** Opening Data to examine block **

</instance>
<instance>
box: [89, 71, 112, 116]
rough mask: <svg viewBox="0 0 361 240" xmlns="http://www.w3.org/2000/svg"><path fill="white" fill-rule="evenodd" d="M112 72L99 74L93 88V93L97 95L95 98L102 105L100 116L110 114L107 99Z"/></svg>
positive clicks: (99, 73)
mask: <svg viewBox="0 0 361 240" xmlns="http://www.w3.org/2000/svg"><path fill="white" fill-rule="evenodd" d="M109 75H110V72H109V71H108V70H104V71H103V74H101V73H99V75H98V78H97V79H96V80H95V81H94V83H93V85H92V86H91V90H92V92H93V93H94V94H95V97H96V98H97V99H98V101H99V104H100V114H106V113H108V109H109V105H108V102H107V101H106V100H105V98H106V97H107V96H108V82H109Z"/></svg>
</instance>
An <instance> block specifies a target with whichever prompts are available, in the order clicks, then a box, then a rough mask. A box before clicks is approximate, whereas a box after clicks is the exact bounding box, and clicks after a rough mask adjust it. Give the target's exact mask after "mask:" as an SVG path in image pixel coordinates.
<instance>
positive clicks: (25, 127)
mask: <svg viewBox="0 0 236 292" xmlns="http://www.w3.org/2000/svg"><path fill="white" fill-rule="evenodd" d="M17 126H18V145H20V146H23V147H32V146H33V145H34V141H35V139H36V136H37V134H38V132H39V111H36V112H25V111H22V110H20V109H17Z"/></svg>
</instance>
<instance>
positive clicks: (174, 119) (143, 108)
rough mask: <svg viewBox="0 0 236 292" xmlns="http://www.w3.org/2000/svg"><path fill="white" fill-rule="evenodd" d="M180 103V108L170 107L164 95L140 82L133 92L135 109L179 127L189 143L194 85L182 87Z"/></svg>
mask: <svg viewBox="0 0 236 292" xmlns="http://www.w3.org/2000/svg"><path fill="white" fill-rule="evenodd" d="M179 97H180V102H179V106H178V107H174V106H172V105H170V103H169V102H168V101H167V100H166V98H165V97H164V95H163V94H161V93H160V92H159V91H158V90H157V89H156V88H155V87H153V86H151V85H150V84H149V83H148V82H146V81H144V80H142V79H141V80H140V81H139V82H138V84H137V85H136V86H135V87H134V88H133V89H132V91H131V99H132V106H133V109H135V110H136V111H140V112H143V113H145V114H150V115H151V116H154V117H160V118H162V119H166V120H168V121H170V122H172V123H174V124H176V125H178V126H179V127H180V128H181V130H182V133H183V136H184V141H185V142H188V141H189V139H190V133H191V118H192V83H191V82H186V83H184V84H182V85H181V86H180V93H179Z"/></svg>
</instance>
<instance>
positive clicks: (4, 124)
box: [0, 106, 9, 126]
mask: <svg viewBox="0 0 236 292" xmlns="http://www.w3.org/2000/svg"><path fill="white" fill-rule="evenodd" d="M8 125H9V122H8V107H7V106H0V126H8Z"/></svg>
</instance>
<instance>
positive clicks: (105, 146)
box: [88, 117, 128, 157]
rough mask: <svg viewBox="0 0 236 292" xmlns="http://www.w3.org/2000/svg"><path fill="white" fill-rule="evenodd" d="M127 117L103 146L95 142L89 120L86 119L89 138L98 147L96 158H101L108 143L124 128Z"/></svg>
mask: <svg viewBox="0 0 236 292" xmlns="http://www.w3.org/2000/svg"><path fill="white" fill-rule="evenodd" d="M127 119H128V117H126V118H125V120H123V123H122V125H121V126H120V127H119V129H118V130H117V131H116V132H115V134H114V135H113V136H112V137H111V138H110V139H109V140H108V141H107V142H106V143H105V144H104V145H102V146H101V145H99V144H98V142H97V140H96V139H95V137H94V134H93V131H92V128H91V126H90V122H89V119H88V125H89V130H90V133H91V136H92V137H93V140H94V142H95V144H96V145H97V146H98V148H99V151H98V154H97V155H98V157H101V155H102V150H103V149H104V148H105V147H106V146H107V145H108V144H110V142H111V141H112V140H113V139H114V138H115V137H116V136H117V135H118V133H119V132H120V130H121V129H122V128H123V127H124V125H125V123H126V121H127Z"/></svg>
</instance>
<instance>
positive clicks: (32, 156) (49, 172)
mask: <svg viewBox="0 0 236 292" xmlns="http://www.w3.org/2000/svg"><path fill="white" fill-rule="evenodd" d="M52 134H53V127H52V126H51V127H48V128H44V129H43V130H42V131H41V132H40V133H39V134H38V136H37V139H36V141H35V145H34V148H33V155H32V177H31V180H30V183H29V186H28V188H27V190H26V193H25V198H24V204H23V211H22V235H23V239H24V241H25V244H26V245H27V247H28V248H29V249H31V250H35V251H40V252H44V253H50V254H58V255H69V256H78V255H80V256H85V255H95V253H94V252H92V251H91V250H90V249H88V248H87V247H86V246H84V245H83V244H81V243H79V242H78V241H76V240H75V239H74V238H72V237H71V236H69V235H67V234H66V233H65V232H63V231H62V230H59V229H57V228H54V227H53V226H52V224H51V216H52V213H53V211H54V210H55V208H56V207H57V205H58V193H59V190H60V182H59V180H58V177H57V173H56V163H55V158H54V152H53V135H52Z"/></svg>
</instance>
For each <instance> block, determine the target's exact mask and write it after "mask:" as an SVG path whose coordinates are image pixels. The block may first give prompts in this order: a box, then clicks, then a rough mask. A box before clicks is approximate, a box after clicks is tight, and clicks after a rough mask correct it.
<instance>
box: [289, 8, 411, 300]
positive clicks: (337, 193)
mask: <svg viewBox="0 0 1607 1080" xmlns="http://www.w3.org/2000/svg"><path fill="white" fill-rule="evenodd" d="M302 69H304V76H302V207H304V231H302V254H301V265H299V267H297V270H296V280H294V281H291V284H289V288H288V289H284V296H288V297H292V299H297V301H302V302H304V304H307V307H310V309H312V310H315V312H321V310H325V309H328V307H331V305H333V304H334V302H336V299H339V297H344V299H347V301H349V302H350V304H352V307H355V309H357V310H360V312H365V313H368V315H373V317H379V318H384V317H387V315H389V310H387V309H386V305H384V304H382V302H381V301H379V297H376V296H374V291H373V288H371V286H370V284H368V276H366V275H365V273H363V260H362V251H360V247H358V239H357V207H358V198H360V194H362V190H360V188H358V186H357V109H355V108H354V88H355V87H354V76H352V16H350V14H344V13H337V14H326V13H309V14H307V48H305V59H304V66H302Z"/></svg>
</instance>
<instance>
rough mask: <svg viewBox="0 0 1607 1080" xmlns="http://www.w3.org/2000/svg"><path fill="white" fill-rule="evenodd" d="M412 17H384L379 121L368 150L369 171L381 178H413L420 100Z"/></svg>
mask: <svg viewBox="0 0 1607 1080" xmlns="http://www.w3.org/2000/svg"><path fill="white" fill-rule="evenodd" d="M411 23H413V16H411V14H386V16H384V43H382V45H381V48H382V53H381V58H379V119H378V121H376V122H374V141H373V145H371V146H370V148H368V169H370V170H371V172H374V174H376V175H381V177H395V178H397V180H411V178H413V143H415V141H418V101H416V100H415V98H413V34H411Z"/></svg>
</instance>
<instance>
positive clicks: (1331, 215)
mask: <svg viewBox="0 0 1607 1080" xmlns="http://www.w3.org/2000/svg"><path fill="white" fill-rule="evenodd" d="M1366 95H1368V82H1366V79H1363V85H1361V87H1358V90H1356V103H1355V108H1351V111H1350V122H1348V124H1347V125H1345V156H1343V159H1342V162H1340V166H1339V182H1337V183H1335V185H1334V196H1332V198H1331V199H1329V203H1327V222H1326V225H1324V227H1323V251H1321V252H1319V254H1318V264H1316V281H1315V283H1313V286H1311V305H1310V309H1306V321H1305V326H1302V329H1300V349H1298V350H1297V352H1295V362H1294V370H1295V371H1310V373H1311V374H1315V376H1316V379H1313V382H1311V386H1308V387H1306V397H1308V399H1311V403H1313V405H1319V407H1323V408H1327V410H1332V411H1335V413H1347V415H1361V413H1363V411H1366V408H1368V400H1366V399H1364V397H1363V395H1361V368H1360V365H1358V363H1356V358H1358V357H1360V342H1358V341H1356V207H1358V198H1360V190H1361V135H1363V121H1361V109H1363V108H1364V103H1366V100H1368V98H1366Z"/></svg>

** Closing Data to examine block **

Your task ->
Search the records for the word "approximate". Copy every line that has it.

Response area ->
An <instance> block specifies a target with whichever prompts are available, in the order clicks, then a box, then a rough mask. A box before clicks is approximate, whereas a box after clicks is the exact bounding box, and clicks after a rough mask adjust it. Give the target's exact mask after "mask:" as an SVG path in image pixel coordinates.
For each <instance> block, determine the target's exact mask and write it after "mask:" as an SVG path whose coordinates are image pixels. The block may first give prompts in this order: a box, then clicks, then a rough mask. A box before clicks is approximate, a box after clicks is tight, and clicks after a rough mask correct it.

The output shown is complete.